Retype every one of the records below word for word.
#### Extracted entries ####
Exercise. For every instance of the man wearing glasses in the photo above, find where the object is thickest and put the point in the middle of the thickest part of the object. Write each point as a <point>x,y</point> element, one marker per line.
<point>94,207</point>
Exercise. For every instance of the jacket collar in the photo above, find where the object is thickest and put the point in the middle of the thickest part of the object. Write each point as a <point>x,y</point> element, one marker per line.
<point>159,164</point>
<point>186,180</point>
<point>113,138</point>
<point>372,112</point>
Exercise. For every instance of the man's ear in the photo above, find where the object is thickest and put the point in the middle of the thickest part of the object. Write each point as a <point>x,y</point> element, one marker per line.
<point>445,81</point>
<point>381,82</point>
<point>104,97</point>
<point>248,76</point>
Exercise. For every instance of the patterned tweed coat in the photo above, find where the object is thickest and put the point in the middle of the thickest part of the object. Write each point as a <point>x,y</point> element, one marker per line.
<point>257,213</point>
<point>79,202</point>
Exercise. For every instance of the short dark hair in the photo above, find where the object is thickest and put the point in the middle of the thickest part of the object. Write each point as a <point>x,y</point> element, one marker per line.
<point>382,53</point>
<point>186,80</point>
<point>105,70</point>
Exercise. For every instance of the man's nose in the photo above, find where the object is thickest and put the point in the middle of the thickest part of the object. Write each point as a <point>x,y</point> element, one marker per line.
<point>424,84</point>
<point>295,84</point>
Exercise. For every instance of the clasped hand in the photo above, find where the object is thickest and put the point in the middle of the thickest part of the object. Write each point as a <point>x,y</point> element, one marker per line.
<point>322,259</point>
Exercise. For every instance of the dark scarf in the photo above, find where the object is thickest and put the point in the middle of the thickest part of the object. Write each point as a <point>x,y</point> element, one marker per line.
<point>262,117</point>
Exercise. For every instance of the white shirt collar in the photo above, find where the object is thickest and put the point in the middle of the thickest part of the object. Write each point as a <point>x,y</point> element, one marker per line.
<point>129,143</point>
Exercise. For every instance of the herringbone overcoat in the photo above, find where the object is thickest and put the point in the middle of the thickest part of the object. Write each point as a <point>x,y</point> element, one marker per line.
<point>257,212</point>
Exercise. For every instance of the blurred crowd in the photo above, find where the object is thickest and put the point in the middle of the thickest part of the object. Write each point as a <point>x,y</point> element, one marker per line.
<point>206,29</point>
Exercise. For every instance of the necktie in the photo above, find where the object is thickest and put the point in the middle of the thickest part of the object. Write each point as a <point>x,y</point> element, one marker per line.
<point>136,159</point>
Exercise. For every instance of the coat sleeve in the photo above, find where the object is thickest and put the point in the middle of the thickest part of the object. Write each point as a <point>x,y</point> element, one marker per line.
####
**Response for this exercise**
Exercise. For every instance of the man wearing glasses in the photo above, find where the object is thickest and put the point in the middle of the thickest part of the object. Write each point as a <point>x,y</point> element, one marker per line.
<point>94,207</point>
Exercise. For every instance of the jacket collar in the photo above, find where the object is thickest and put the point in the middle of the thickest part of the object. Write each point as a <point>x,y</point> element, one marker per line.
<point>159,164</point>
<point>186,180</point>
<point>113,138</point>
<point>372,112</point>
Exercise. For every instance of the man's ear in the photo above, find where the object is thickest and put the point in the middle of the thickest part of the object. Write each point as a <point>x,y</point> element, one marker per line.
<point>445,81</point>
<point>381,82</point>
<point>104,97</point>
<point>248,76</point>
Exercise. For every instance of the patterned tweed coat in the photo above, find where the object is thickest and put the point in the middle of the thickest part of the object. Write each point as a <point>x,y</point> element, one marker per line.
<point>257,213</point>
<point>79,202</point>
Exercise. For every instance of the short dark hair in the photo above, find where the object is thickest and put the point in the middle of the thickest part of the object. Write each point as a <point>x,y</point> element, one marker per line.
<point>382,53</point>
<point>186,80</point>
<point>105,70</point>
Exercise. For every instance of the man's nose in the photo above, find where the object is thickest and put the point in the middle of the thickest part of the object. Write each point as a <point>x,y</point> element, one marker per line.
<point>424,84</point>
<point>295,84</point>
Exercise. For every instance of the clasped hand in the photo above, find where the object is thickest and put the point in the middle of the thickest part of the object. Write each point as a <point>x,y</point> element, one marker per line.
<point>322,259</point>
Exercise. For every instance of the dark scarf in the photo above, find where the object is thickest and put the point in the middle of the thickest part of the object. Write each point as a <point>x,y</point> element, one marker per line.
<point>262,117</point>
Exercise. For every instance of the white shirt collar in the photo above, find where the object is thickest and put the point in the middle of the thickest part of the object. Write each point as a <point>x,y</point> element, one marker per line.
<point>129,143</point>
Exercise. For every instance of the herringbone overcoat in the photo above, find where the object is thickest and put the point in the middle of the thickest part of the object. Write each point as a <point>x,y</point> element, one marker per line.
<point>257,212</point>
Exercise. For every instance of the blurred crowd in the photo above, find where the object is thickest and put the point in the middle of the thickest part of the object. Write each point as a <point>x,y</point> element, one marker per line.
<point>206,29</point>
Exercise. For every instance of the necktie in the photo above, find where the object is thickest and put the point in the middle of the thickest part of the object. Write each point as a <point>x,y</point> element, one marker per line.
<point>136,159</point>
Exercise. For every instance of the coat sleeve in the photo above, find where the object is thickest and put the point in the middle of the thickest part of the object. Write each point as a <point>x,y</point> element, one marker per line.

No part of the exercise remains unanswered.